■ Brief A ■
Set down the stretch of the passage on sanitation businesses from "Creating the environment" through "extremely narrow margins.", word for word.
■ Brief B ■
According to the passage on sanitation businesses, in which four countries has the writer's organization supported sanitation businesses for many years?
■ Brief C ■
Continue the passage on sanitation businesses, picking up after its last sentence.

■ Document passage ■
......

People want to lead dignified and healthy lives, and paying a small amount for a safe, clean toilet is an important part of that. Its certainly a better alternative for people than having to use public toilets (which are often unsafe and unhygienic, and don't come free anyway), or relieving themselves outside i.e. open defecation.
A number of smart entrepreneurs have identified this opportunity, and have been investing in different ways to deliver cheap sanitation services to low-income customers. We've been supporting sanitation businesses for many years, particularly in Bangladesh, Ghana, Mozambique and Zambia - although we're certainly not the only ones, and businesses such as X-runner in Peru, SOIL in Haiti, Pivot Works in Rwanda and Sanivation in Kenya all are developing interesting business models.
Bring on the innovation
The innovation that entrepreneurs can bring is needed in a number of areas. Firstly, in the design of toilets which low-income customers can afford. If a toilet to be shared by a group of families costs $500 to build, but the dirty public toilet costs $0.05 per use, you can guess which one will win - even if the public toilet works out more expensive in the long run. This is particularly true among low-income customers who find it easier to pay small amounts regularly than large one-off amounts.
Second, in the collection of waste. Without sewers, there needs to be another way to move waste safely from a toilet to a treatment facility. There are different ways to do this, which different businesses are exploring, but we need more efforts to find methods that can be safe, hygienic and affordable.
Third, in the re-use - and sale - of treated waste. Human waste, properly treated, can be re-used but there are obvious health implications if this is not done correctly. And whilst this can be an important revenue generator, we of course need to find ways to overcome natural repulsion to products derived from human waste.
Pivot Works in Rwanda and Sanivation in Kenya are looking at this problem in different ways; the services we have developed in Lusaka, Zambia produce soil fertiliser which can be sold.
Creating the environment for entrepreneurs
There is a complication, though. In many sectors, entrepreneurs are able to create successful products and services without the involvement of other organisations. But not so in the sanitation sector.
Our experience has shown that sanitation entrepreneurs are highly unlikely to develop scalable businesses if they don't receive endorsement and support from the public sector in their city - particularly because a business focusing on the bottom of the pyramid is operating on extremely narrow margins.

......

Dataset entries
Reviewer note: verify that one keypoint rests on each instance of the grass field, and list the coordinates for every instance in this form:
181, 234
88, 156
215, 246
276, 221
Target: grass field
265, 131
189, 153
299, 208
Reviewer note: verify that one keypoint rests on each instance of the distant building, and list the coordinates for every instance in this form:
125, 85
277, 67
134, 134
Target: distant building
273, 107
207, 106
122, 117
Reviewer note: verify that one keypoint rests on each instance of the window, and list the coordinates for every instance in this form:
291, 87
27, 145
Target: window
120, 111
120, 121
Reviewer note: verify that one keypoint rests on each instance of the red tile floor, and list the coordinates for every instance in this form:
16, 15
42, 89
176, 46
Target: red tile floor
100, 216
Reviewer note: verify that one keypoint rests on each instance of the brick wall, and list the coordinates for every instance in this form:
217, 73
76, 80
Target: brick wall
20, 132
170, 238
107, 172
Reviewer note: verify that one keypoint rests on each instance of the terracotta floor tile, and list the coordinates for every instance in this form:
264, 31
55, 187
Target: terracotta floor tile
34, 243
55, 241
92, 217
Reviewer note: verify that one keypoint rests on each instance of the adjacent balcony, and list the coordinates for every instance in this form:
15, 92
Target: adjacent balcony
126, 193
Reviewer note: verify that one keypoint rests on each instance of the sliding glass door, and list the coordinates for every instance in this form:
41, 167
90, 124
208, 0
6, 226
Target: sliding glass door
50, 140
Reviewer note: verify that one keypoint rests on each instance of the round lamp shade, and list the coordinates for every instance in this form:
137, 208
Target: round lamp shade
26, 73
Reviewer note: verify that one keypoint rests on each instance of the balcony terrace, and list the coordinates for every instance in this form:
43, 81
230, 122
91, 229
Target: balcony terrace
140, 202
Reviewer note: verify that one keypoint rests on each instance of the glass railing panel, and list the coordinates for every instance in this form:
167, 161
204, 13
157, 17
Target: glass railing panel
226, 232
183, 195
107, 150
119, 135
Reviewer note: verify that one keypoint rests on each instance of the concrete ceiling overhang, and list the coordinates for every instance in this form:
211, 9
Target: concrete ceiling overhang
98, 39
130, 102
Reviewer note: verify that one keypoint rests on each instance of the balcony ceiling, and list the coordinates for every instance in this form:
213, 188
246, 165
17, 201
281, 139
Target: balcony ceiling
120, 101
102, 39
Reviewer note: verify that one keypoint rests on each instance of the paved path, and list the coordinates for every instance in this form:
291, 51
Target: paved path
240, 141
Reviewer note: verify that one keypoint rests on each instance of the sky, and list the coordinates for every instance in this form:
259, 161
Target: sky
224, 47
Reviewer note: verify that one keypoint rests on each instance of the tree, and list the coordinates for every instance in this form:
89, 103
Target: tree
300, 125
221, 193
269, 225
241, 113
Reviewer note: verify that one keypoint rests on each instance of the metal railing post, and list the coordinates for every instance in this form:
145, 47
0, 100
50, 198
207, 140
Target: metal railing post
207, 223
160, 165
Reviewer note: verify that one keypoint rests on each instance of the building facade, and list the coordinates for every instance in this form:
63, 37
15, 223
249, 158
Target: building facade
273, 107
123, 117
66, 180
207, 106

......

■ Response box A ■
Creating the environment for entrepreneurs
There is a complication, though. In many sectors, entrepreneurs are able to create successful products and services without the involvement of other organisations. But not so in the sanitation sector.
Our experience has shown that sanitation entrepreneurs are highly unlikely to develop scalable businesses if they don't receive endorsement and support from the public sector in their city - particularly because a business focusing on the bottom of the pyramid is operating on extremely narrow margins.

■ Response box B ■
Bangladesh, Ghana, Mozambique and Zambia.

■ Response box C ■
For example: dealing with waste, without access to citywide waste treatment facilities, would be pretty much crippling for a sanitation business. And assistance from the public sector, by giving access to unused assets such as vehicles to transport waste, can significantly reduce start-up costs for an entrepreneur.
Persuading cash-strapped utilities to provide this kind of support is not easy. But through patient relationship building, it can be done - and we've found that the buy-in of city utilities and municipal authorities is an absolutely essential part of making a sanitation business successful.
Public private partnerships in action: SWEEP
If all that sounds too complex to justify entrepreneurs getting excited about sanitation, let me wrap up on a positive note. In 2015, in Bangladesh, we launched a business called SWEEP, which provides septic tank emptying services for low-income customers in Dhaka. At the heart of the business model was a simple lease contract with the Dhaka utility, DWASA, enabling SWEEP to use two vacuum tankers which DWASA was not using.
Some 20 months on, the business has served around 80,000 customers, is making money and we're looking to expand the model to Chittagong, Bangladesh's second city. The model is far from perfect, and there is a lot more that we can do to improve its effectiveness, but its a good start, and it shows how sanitation businesses can bring real social value to urban communities that were previously under-served.
Let's hope that come next year's World Toilet Day, we'll have more entrepreneurial successes to report.